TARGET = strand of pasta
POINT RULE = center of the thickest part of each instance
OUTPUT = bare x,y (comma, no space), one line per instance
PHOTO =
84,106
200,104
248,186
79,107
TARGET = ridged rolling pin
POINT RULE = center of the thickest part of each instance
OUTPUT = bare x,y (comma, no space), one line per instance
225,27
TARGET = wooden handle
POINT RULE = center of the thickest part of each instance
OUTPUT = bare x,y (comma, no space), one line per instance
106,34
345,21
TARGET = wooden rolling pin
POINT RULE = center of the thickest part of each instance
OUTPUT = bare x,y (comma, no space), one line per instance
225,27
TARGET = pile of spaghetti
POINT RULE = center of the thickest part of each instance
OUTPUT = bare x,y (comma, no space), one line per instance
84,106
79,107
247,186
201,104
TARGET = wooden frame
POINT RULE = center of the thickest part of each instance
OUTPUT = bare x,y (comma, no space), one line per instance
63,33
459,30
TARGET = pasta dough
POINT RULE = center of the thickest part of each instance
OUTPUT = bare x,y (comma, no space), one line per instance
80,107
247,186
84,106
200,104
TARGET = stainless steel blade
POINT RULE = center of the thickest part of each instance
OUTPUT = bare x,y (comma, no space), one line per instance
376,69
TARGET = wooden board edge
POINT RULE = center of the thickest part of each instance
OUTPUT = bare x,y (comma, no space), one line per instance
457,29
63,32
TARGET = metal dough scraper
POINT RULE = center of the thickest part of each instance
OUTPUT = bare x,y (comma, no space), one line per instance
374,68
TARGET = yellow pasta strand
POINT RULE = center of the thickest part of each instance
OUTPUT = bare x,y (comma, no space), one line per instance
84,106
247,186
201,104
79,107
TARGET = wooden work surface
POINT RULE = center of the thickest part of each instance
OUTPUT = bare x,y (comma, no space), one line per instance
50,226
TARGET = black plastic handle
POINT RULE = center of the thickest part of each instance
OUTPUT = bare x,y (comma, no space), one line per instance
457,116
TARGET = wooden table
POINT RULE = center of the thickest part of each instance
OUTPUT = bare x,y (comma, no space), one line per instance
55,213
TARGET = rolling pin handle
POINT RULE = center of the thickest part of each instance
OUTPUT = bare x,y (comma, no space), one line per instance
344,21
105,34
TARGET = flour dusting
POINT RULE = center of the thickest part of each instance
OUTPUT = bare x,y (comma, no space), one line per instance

------------

From the data, report how many lines hold "wooden", leaving out any other words.

6